Written request:
Copy word for word the lines of the data below, from the line containing "Where can the black belt" through the last line of the data, both ends included.

The data:
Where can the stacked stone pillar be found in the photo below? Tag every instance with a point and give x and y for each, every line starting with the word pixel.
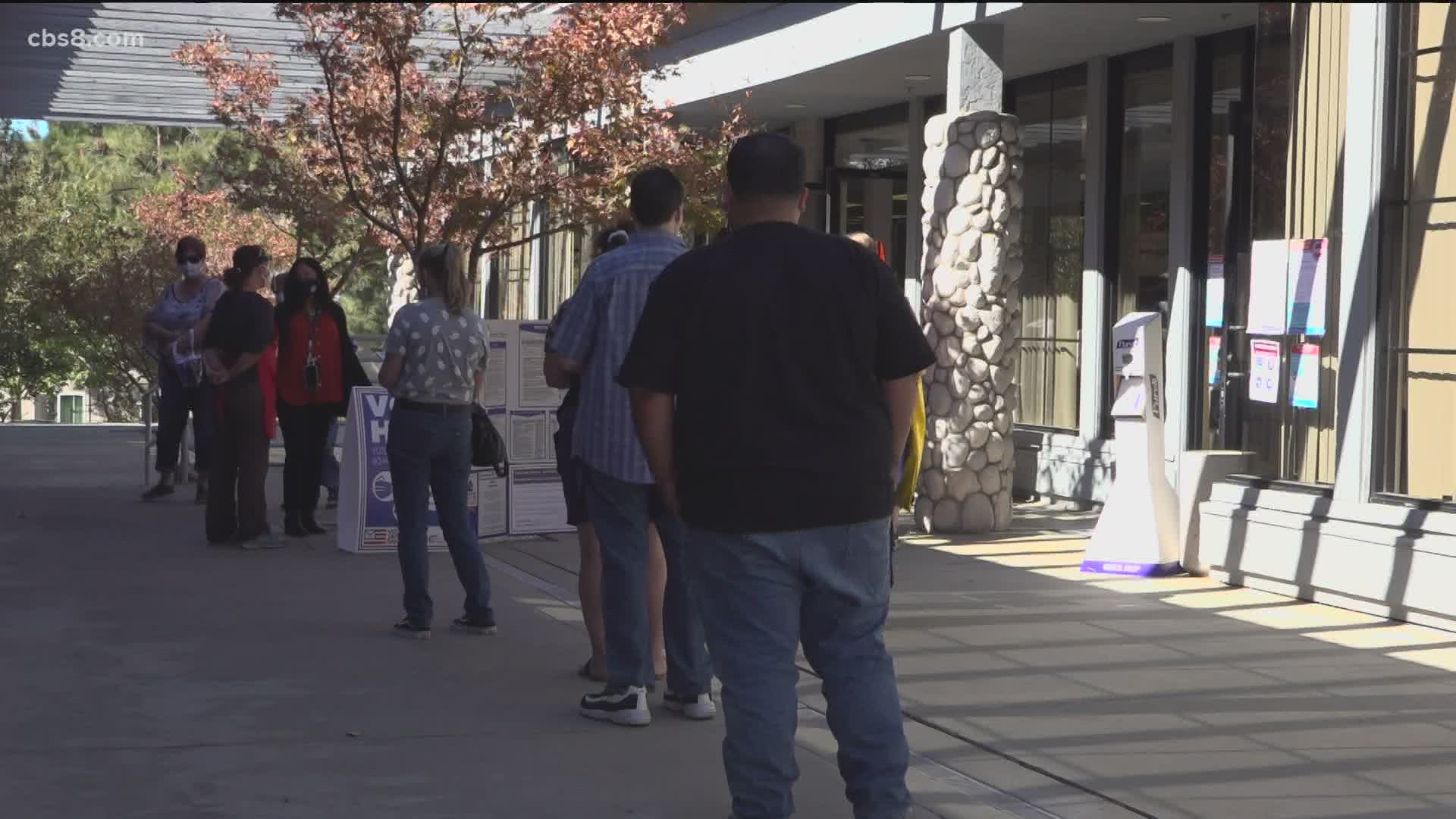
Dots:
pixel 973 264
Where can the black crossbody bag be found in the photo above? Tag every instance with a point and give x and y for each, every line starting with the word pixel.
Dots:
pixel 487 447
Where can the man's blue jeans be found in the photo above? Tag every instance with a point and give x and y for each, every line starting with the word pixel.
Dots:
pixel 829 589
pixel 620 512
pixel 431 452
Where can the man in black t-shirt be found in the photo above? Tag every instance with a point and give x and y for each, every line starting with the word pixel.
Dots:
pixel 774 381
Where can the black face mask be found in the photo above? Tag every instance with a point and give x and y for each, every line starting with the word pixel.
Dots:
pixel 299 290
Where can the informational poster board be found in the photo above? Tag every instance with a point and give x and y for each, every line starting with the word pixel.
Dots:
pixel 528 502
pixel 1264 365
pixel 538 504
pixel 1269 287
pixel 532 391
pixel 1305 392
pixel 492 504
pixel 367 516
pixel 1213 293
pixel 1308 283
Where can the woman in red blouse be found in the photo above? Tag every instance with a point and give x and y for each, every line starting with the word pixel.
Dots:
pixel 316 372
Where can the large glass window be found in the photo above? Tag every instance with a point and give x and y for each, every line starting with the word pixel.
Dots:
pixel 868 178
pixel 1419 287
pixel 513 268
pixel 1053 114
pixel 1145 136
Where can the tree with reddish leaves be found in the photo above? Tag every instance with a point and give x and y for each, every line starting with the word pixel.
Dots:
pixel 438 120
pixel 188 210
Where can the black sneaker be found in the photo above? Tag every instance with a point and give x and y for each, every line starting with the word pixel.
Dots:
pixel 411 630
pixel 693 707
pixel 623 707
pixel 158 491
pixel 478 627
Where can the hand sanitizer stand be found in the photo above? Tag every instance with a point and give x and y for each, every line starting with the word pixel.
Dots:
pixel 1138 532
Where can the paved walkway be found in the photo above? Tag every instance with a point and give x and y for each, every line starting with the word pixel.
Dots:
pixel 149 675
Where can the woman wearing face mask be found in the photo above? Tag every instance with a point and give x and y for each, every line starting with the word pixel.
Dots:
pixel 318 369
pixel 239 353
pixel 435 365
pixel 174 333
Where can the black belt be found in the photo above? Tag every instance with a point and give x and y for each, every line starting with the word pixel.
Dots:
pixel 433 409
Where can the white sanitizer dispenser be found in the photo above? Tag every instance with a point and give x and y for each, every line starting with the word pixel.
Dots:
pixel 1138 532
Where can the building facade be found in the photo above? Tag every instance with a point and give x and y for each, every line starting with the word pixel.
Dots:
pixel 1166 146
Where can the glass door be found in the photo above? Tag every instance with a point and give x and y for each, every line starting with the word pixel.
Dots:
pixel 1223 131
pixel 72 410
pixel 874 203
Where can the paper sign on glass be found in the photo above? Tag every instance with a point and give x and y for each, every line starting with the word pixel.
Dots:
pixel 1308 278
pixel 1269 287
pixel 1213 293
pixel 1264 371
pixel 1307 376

Complete output:
Where can the black belt be found in the photo above? Tag every instance with a point and give x and y for each, every line starting with the word pixel.
Dots:
pixel 433 409
Where can the white sanitizer dispenser be found in the photo above? Tag every instance with a point and give x and y for each, every line starting with the word pixel.
Dots:
pixel 1138 532
Where can the building facade be found in the photo above? Tag every instance with a point and give x and y for each, every line starting with the word pixel.
Dots:
pixel 1166 146
Where can the glass door be found in the photo above? Tag every instance with a point and give x and y for each, every line starting with the word pixel.
Dots:
pixel 1223 131
pixel 72 410
pixel 874 203
Where can the paper sign on glass be found in the photo above? Tag every instance with a point and give x and y for each, every line starting with the word pixel.
Dots:
pixel 1308 278
pixel 1269 287
pixel 1213 293
pixel 1264 371
pixel 1307 376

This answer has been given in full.